> [TASK TO CARRY OUT] Restate the entries word for word, leaving nothing out.

> [DATASET]
+++++

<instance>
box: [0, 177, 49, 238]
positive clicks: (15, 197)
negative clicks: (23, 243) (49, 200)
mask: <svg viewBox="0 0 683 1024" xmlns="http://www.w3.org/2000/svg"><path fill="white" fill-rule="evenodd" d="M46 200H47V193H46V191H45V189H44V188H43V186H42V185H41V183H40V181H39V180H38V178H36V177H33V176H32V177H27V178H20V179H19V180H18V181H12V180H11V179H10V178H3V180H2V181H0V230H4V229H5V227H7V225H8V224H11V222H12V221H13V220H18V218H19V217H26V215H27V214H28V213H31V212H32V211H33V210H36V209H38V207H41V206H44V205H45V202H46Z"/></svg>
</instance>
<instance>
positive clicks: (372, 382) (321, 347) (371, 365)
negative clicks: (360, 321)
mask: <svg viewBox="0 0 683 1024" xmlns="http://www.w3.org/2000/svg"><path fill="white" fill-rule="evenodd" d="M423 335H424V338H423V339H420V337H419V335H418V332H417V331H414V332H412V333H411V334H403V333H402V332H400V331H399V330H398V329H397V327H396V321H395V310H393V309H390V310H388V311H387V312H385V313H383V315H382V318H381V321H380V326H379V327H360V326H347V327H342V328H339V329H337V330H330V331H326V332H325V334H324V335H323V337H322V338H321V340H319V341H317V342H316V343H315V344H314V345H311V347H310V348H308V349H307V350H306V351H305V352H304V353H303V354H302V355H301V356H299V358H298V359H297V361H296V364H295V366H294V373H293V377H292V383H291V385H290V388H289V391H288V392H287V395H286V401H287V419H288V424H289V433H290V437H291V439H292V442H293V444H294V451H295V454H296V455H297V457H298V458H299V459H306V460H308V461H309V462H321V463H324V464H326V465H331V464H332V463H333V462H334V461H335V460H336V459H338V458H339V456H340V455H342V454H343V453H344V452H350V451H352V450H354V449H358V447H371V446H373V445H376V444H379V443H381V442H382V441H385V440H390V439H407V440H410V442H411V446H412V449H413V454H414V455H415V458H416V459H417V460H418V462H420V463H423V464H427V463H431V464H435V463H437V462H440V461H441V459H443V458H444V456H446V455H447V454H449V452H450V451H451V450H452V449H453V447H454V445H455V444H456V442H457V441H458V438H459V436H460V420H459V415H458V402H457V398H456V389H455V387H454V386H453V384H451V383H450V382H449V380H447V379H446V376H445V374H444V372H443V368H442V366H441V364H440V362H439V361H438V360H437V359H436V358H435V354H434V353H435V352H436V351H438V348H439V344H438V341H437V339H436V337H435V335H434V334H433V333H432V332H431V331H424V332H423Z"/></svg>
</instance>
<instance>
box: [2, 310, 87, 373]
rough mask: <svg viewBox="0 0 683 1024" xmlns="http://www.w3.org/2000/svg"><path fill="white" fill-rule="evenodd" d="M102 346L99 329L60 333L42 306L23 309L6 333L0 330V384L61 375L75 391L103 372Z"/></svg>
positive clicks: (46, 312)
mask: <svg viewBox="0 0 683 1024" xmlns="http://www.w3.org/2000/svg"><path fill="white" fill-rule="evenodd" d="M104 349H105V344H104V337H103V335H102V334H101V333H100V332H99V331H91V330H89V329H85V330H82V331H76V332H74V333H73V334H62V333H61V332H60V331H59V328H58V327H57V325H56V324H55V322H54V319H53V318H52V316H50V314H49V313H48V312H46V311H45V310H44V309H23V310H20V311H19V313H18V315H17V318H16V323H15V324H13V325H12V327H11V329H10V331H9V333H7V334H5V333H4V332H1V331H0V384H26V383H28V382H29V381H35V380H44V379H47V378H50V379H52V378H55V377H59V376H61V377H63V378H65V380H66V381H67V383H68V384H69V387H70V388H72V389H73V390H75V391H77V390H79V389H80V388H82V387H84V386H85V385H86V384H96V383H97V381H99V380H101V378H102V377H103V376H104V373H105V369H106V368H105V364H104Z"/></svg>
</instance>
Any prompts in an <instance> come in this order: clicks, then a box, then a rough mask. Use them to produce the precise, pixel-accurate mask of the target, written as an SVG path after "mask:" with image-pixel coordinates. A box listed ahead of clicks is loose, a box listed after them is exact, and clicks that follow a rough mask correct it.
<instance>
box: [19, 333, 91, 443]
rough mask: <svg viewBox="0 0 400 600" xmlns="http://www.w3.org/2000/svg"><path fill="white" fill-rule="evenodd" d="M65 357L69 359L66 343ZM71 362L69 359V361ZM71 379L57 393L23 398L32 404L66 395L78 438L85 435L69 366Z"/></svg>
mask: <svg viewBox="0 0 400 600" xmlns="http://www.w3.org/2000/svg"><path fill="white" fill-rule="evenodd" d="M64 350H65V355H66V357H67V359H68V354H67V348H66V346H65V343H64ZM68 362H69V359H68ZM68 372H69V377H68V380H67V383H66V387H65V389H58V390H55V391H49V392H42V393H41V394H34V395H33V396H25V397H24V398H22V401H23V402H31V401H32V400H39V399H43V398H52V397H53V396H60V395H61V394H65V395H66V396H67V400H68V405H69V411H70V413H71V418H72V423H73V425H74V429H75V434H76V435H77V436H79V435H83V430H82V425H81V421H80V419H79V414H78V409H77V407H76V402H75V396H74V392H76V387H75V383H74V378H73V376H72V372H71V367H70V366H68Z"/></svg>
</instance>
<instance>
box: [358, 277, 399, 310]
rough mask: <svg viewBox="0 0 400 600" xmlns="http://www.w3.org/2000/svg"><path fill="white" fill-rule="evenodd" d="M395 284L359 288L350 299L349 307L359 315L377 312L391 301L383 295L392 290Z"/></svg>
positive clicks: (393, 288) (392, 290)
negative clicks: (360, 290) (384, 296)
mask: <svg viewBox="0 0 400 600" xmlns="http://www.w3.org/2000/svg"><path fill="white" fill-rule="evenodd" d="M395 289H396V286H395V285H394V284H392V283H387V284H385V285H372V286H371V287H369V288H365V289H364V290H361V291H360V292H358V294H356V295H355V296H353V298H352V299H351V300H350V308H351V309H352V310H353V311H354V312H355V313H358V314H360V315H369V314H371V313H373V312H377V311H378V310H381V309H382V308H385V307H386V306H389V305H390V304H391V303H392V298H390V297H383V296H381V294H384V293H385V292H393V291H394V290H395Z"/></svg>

+++++

> [RESPONSE BELOW]
<instance>
box: [0, 177, 49, 238]
positive clicks: (15, 197)
negative clicks: (23, 243) (49, 200)
mask: <svg viewBox="0 0 683 1024" xmlns="http://www.w3.org/2000/svg"><path fill="white" fill-rule="evenodd" d="M46 200H47V193H46V191H45V189H44V188H43V186H42V185H41V183H40V181H39V180H38V178H36V177H33V176H32V177H27V178H20V179H19V180H18V181H12V180H11V179H10V178H3V180H2V181H0V230H4V229H5V227H7V225H8V224H11V222H12V221H13V220H18V218H19V217H26V215H27V214H28V213H31V212H32V211H33V210H36V209H38V207H41V206H44V205H45V202H46Z"/></svg>
</instance>
<instance>
positive clicks: (372, 382) (321, 347) (371, 365)
negative clicks: (360, 321)
mask: <svg viewBox="0 0 683 1024" xmlns="http://www.w3.org/2000/svg"><path fill="white" fill-rule="evenodd" d="M423 335H424V338H423V339H420V337H419V335H418V332H417V331H414V332H412V333H411V334H403V333H402V332H400V331H399V330H398V329H397V327H396V321H395V310H393V309H390V310H388V311H387V312H385V313H383V315H382V318H381V321H380V326H379V327H360V326H347V327H342V328H339V329H337V330H330V331H326V332H325V334H324V335H323V337H322V338H321V340H319V341H317V342H316V343H315V344H314V345H311V347H310V348H308V349H307V350H306V351H305V352H304V353H303V354H302V355H301V356H299V358H298V359H297V361H296V364H295V366H294V373H293V377H292V383H291V385H290V388H289V391H288V392H287V395H286V401H287V419H288V424H289V433H290V437H291V439H292V442H293V444H294V451H295V454H296V455H297V457H298V458H299V459H306V460H308V461H309V462H321V463H324V464H326V465H331V464H332V463H333V462H334V461H335V460H336V459H338V458H339V456H340V455H342V454H343V453H344V452H350V451H352V450H354V449H358V447H371V446H373V445H376V444H379V443H381V442H382V441H385V440H390V439H407V440H410V442H411V446H412V449H413V454H414V455H415V458H416V459H417V460H418V462H420V463H423V464H427V463H431V464H435V463H437V462H440V461H441V459H443V458H444V456H446V455H447V454H449V452H450V451H451V450H452V449H453V447H454V445H455V444H456V442H457V441H458V438H459V436H460V420H459V415H458V402H457V398H456V389H455V387H454V386H453V384H451V383H450V382H449V380H447V379H446V376H445V374H444V372H443V368H442V366H441V364H440V362H439V361H438V360H437V359H436V358H435V354H434V353H435V352H436V351H438V348H439V344H438V341H437V339H436V337H435V335H434V334H433V333H432V332H431V331H424V332H423Z"/></svg>
</instance>
<instance>
box: [2, 310, 87, 373]
rough mask: <svg viewBox="0 0 683 1024" xmlns="http://www.w3.org/2000/svg"><path fill="white" fill-rule="evenodd" d="M102 346L99 329L60 333L42 306L23 309L6 333L0 330V384L61 375L75 391L103 372Z"/></svg>
positive clicks: (46, 312)
mask: <svg viewBox="0 0 683 1024" xmlns="http://www.w3.org/2000/svg"><path fill="white" fill-rule="evenodd" d="M104 349H105V344H104V337H103V335H102V334H101V333H100V332H99V331H91V330H89V329H85V330H82V331H76V332H74V333H73V334H62V333H61V332H60V331H59V328H58V327H57V325H56V324H55V322H54V319H53V318H52V316H50V314H49V313H48V312H46V311H45V310H44V309H23V310H20V311H19V313H18V315H17V318H16V323H15V324H13V325H12V327H11V329H10V331H9V333H7V334H5V333H4V332H1V331H0V384H26V383H28V382H29V381H35V380H44V379H47V378H50V379H52V378H55V377H59V376H61V377H63V378H65V380H66V381H67V383H68V384H69V387H70V388H72V389H73V390H75V391H77V390H79V389H80V388H82V387H84V386H85V385H86V384H96V383H97V381H99V380H101V378H102V377H103V376H104V373H105V369H106V368H105V364H104Z"/></svg>
</instance>
Any prompts in an <instance> come in this order: clicks, then a box, then a rough mask. Use them to produce the precise, pixel-accurate mask of the target, written as an SVG path after "mask:" with image-pixel coordinates. A box listed ahead of clicks is loose, a box listed after them is exact, and clicks that follow a rough mask correct it.
<instance>
box: [19, 333, 91, 443]
rough mask: <svg viewBox="0 0 400 600" xmlns="http://www.w3.org/2000/svg"><path fill="white" fill-rule="evenodd" d="M65 357L69 359L66 343ZM71 362L69 359V361ZM71 379L57 393L23 398L32 404L66 395L78 438L85 435L69 366Z"/></svg>
mask: <svg viewBox="0 0 400 600" xmlns="http://www.w3.org/2000/svg"><path fill="white" fill-rule="evenodd" d="M64 350H65V355H66V357H67V359H68V354H67V348H66V346H65V343H64ZM68 362H69V359H68ZM68 372H69V377H68V380H67V383H66V387H65V389H58V390H55V391H49V392H42V393H41V394H34V395H33V396H25V397H24V398H22V401H23V402H31V401H32V400H39V399H43V398H52V397H53V396H60V395H61V394H65V395H66V396H67V400H68V405H69V411H70V413H71V418H72V423H73V425H74V429H75V434H76V435H77V436H79V435H83V430H82V425H81V421H80V419H79V414H78V409H77V407H76V402H75V396H74V392H76V387H75V383H74V378H73V376H72V372H71V367H70V366H68Z"/></svg>
</instance>
<instance>
box: [358, 277, 399, 310]
rough mask: <svg viewBox="0 0 400 600" xmlns="http://www.w3.org/2000/svg"><path fill="white" fill-rule="evenodd" d="M395 284L359 288L350 299L349 307L359 315L377 312L391 301L383 295L392 290Z"/></svg>
positive clicks: (393, 288) (392, 290)
negative clicks: (360, 290) (384, 296)
mask: <svg viewBox="0 0 400 600" xmlns="http://www.w3.org/2000/svg"><path fill="white" fill-rule="evenodd" d="M395 289H396V286H395V285H394V284H392V283H387V284H385V285H372V286H371V287H369V288H365V289H364V290H361V291H360V292H358V294H356V295H355V296H353V298H352V299H351V300H350V308H351V309H352V310H353V311H354V312H355V313H358V314H360V315H369V314H371V313H373V312H377V311H378V310H381V309H382V308H385V307H386V306H389V305H390V304H391V303H392V298H390V297H383V296H381V294H384V293H385V292H393V291H394V290H395Z"/></svg>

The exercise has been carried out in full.